Tasks to complete
1/ Translate this sentence from the forum post on digital audio into Spanish: "It is unlikely for noise in the synchronized data stream to be so severe that it corrupts the data bits."
2/ According to the forum post on digital audio, which two ways of transferring digital audio are asynchronous?
3/ In the forum post on digital audio, reproduce word for word the passage starting at "Nothing in the" and ending at "to digest it.".

Source excerpt
|---|
Digital Audio - bits are bits, what could possibly go wrong?

elementze · August 30, 2022, 3:25pm

This week Darko posted a very interesting podcast on the topic of digital audio:

Nothing in the podcast is a new revelation, but it pulls together many important concepts and ideas all in one place. It’s not overly technical, but you do have to stop and think about the content to digest it.

Here’s my too long TL;DR of the podcast (with a little commentary on my part)

Digital Audio Waveform Clock / Timing Generation:

Digital audio file transfer only guarantees that the amplitude data (16-bit or 24-bit data) is exactly right, none of the bits are lost or are missing. The original timing information between each audio sample is completely lost in the storage and transfer of the digital file. It must be regenerated to playback the original audio waveform.

Once the necessary clock has been generated and synchronized to the data, this digital bitstream (containing both clock and data) behaves similarly to an analog waveform, containing both amplitude (bits) and frequency (clock) information. And just as an analog audio waveform is distorted by any modulation of it’s amplitude or frequency, so a digital audio waveform is also distorted by modulation of it’s amplitude or frequency.

It is unlikely for noise in the synchronized data stream to be so severe that it corrupts the data bits. If this happens the auditory effect is painfully obvious. But frequency information is very susceptible to modulation due to noise, resulting in timing shifts in each bit. The amplitude is absolutely correct, but the frequency may be wrong.

Transferring digital audio over SPDIF, TOSLINK, AES, or I2S are all synchronous transfer methods - meaning that both clock and data are embedded in the bitstream. As such, any distortion of the digital waveform has potential to impact sonic quality.

Transferring digital audio over ethernet or USB is an asynchronous activity - meaning no clock data is present, only data bits. This allows for error correction, re-ordering of packets, and requesting of retransmission of missed packets. Once an asynchronous transfer is completed (or buffered sufficiently), the data is converted to a synchronous stream with a locally generated clock and passed on to the digital-to-analog converter block (typically via internal I2S) for conversion to an analog waveform.

Having a high quality (ie low jitter, low drift) clock at the digital-to-analog converter is fundamental to achieving a high quality analog output. Creation of this high quality clock is done in stages, starting with assembly of the data from various asynchronous transfers (streaming over the internet, streaming from a media server, transfer via USB), going through various synchronization steps (generation of the reference clock, alignment of the clock to the data, filtering / buffering of the synchronized data), and ending with the synchronized bit stream entering the D2A. To the extent that this clock matches the original clock from when the data was recorded, the result can be accurate.
|---|
Data supplied
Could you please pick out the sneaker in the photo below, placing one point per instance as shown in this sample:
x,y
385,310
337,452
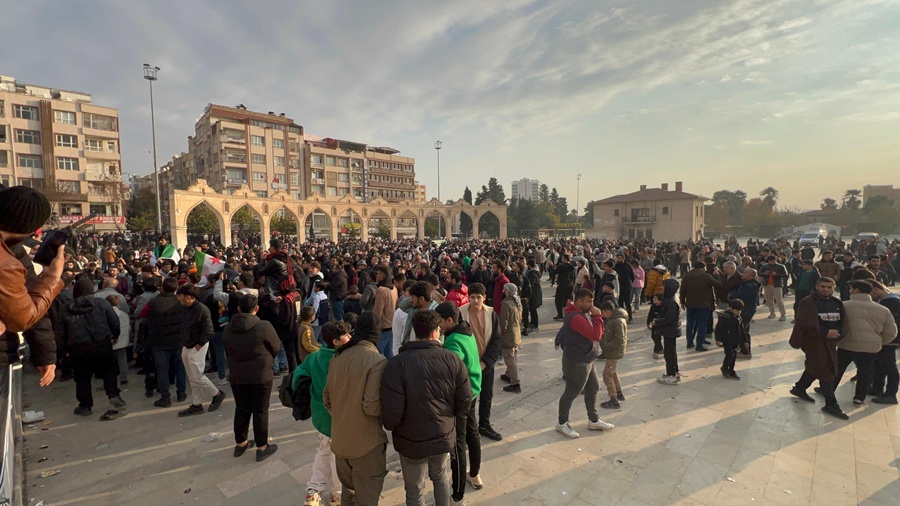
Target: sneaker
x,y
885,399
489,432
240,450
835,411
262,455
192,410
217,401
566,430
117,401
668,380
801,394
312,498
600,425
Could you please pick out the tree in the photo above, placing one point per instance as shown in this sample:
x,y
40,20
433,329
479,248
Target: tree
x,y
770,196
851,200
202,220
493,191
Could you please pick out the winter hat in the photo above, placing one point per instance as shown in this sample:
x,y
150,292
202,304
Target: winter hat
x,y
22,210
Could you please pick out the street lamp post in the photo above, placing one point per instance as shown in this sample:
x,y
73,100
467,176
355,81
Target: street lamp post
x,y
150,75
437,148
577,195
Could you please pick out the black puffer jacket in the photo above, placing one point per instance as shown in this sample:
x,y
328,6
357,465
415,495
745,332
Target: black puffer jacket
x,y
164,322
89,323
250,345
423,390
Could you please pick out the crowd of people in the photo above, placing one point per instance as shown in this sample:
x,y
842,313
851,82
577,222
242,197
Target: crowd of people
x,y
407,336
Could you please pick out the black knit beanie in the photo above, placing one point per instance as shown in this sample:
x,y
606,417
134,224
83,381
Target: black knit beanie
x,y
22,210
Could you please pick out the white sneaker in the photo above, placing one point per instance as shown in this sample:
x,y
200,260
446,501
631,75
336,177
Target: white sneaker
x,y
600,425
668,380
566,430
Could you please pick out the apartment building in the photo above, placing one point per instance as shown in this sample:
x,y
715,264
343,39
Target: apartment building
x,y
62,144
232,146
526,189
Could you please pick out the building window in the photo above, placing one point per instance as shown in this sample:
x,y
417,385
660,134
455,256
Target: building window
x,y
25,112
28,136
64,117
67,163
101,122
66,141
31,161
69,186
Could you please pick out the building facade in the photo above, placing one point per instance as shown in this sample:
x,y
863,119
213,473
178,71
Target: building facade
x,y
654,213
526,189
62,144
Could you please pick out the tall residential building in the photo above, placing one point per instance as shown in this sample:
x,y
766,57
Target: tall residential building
|---|
Answers to each task
1/ Es poco probable que el ruido en el flujo de datos sincronizado sea tan intenso que corrompa los bits de datos.

2/ Ethernet and USB.

3/
Nothing in the podcast is a new revelation, but it pulls together many important concepts and ideas all in one place. It’s not overly technical, but you do have to stop and think about the content to digest it.